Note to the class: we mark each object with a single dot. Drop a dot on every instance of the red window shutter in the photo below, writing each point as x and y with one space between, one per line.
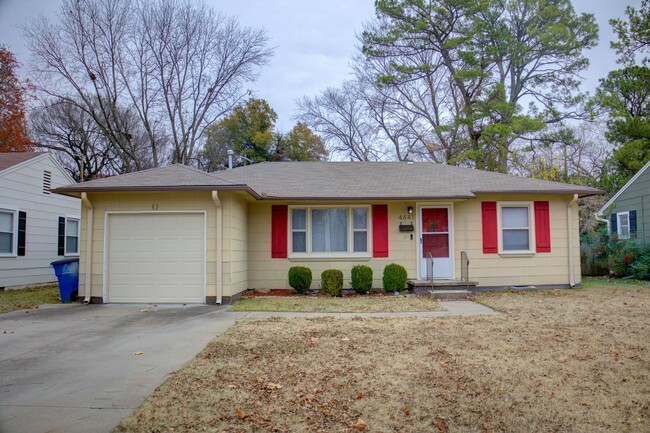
490 238
279 227
542 227
380 230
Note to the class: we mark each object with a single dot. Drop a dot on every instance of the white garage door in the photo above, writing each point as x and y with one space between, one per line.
156 257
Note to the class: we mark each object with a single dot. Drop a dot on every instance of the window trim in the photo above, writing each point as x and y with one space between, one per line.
619 225
531 227
350 238
14 243
65 236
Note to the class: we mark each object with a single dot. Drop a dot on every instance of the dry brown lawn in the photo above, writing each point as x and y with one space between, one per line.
561 361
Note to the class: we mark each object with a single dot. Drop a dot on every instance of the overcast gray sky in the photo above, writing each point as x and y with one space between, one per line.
314 40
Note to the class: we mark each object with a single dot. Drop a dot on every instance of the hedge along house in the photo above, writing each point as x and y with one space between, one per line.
628 212
175 234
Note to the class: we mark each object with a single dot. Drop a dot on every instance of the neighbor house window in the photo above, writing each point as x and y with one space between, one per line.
8 229
516 228
329 231
71 236
623 225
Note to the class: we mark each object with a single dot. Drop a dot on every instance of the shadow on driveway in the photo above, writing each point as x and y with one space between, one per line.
72 368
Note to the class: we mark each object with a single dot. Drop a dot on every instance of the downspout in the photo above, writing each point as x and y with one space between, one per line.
572 279
89 248
597 217
219 247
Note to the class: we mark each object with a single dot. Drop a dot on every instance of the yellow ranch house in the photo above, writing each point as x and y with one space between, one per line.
177 234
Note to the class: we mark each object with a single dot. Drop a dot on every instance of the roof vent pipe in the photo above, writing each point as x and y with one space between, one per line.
230 153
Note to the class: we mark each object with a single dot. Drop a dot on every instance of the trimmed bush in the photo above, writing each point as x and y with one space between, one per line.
641 266
300 279
394 278
362 279
331 282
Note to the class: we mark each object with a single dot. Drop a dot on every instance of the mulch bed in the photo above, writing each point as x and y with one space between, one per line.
252 293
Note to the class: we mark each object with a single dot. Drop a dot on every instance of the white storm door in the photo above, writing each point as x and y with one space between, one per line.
435 241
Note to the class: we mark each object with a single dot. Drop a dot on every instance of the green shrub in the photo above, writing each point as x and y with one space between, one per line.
362 279
394 278
641 266
300 278
332 282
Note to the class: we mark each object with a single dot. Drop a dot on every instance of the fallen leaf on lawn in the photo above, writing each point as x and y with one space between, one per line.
360 424
441 424
241 414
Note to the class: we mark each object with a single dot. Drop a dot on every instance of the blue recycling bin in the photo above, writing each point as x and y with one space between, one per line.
67 272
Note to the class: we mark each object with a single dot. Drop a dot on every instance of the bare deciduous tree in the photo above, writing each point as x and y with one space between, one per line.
177 65
340 116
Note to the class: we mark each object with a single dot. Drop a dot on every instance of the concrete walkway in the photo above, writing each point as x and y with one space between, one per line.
77 368
454 308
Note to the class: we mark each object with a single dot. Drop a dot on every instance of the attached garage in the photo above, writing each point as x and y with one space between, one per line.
155 257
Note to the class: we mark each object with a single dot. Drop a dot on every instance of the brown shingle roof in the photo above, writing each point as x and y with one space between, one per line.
335 180
10 159
395 180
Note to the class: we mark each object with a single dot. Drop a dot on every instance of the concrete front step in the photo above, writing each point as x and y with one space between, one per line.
424 286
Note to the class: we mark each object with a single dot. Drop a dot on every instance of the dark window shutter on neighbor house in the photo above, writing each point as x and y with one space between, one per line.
22 232
380 230
542 227
61 246
279 221
489 218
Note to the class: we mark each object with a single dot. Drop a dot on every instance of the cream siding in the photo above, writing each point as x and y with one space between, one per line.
265 272
488 269
503 270
21 189
235 244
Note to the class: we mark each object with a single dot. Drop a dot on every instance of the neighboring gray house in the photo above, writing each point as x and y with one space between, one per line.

THE EXERCISE
Pictures are excluded; copy all other data exactly as shown.

RESPONSE
Note to the class: we mark each object with a single dot. Drop a dot on every instance of the red window shutter in the photo below, writing each point as x and y with one space between, one per line.
490 238
279 227
542 227
380 230
Note to the class: we mark each object with a single dot. Drop a dot on every instance of the white garage door in the photo above, writing each point as x and y with one space between, one per line.
156 257
Note to the class: we mark each object with a single dot. Drop a dot on every instance of the window trim in the photo above, writing each point as x and y with one space between, one per line.
619 225
531 227
350 238
14 243
65 236
Note to the class: we mark each object with a single dot. Drop a dot on every instance of the dry brown lawn in the photo above, writing each point as x and y with one space between, one per line.
561 361
Note to the class: we mark each object with a single dot. Drop a dot on every instance of the overcast gray sky in the photo above, writing each point as x and y with one space between, one per line.
314 40
Note to the class: we mark each object with a single dot. Drop a dot on every instance of the hedge along house in the photo above, writing each point as x and y with one space between, one per line.
628 212
175 234
Note to the class: we mark each object with a single dot. Drop a dot on every instance of the neighbor house window in the photo above, writing each point as x and y with one space between, one per line.
8 229
516 228
329 231
71 236
623 225
Note to the class: we mark each object with a single dot. Drop a dot on every instance of the shadow on driveway in the photo above, writing each point as x and y with one space between, one per line.
72 368
Note to the class: we mark each object with a single dot. Drop a dot on every instance of the downspout in the photo above, writing each point as x and y with one space between, one per line.
572 279
89 248
597 217
219 247
Note to the class: we mark each object with a single dot. Drop a dot on every instance of the yellow ranch house in the photo above, writing each point as x and y with one space between, one per line.
177 234
Note to the class: we mark each object with a single dot. Drop a dot on every instance of the roof vent pipe in the photo above, writing each point as x and y with one space between, one per line.
230 153
Note to the class: we mark each object with a single dot. Drop a dot on every instance of the trimmed bush in the photo above, writing each point as x and y with one space between, one per line.
641 266
300 279
394 278
362 279
331 282
Note to the class: we mark each object with a single dot. Drop a dot on every instance of the mulch bed in the photo above, writing each point as x and y with one space between, one per line.
252 293
Note to the class: we mark each object with a single dot. Drop a dot on every instance of the white storm door in the photo above, writing each point as x and y with one space between, one per line.
435 241
Note to the class: we mark each object with a single dot. Drop a dot on every instance of the green shrub in the photo above, writing each point as x and y with one space between, one per line.
362 279
394 278
641 266
300 278
332 282
Note to the class: we mark each object with a single dot. Drop a dot on every instance of the fallen leaf on lawn in the photo above, writing each point as x and y with one space between, one per line.
360 424
441 424
241 414
Note to the class: we mark each object with a single dot. Drop a dot on every instance of the blue recycling bin in the photo above, writing each point as x and y with one space between, one per line.
67 272
Note to the class: we mark each object with a single dot. Drop a dot on every instance of the bare deciduous tree in the photo above, writing each point as x and y with one space between, one per line.
177 65
340 116
Note to the class: we mark each object with a single dot. Drop a dot on every instance of the concrete walkway in the photo above, writing each point as x and y with one space between, one per line.
77 368
454 308
Note to the class: we mark each object with a single dot. Drop a dot on every instance of the attached garage in the photo above, writing each point as x and y with one space between, one per line.
155 257
Note to the class: we mark each object with a single dot. Drop a dot on every instance of the brown shingle roof in the photo above, writing each point as x and y with one space between, one per line.
335 180
10 159
395 180
Note to the class: we mark each object with a single dot. Drop a dot on every instance of the concrete front step in the photo above, writing each point as x and y with one space between, one per line.
424 286
Note to the class: we mark each object with a single dot. Drop a dot on every instance of the dark window shutter on neighbor house in the photo above, writing each point as x and y with one space between, one per line.
22 232
380 230
542 227
61 246
279 221
489 218
Note to the class: we mark each object with a single dot. Drop a dot on every instance of the cream siding in the photo above, writing each point as x and y with one space between, one per line.
265 272
488 269
503 270
21 189
235 244
Note to the class: we mark each object with a single dot. Drop a dot on every instance of the neighboring gray house in the photo above, writing each point as x and y with one space between, one per line.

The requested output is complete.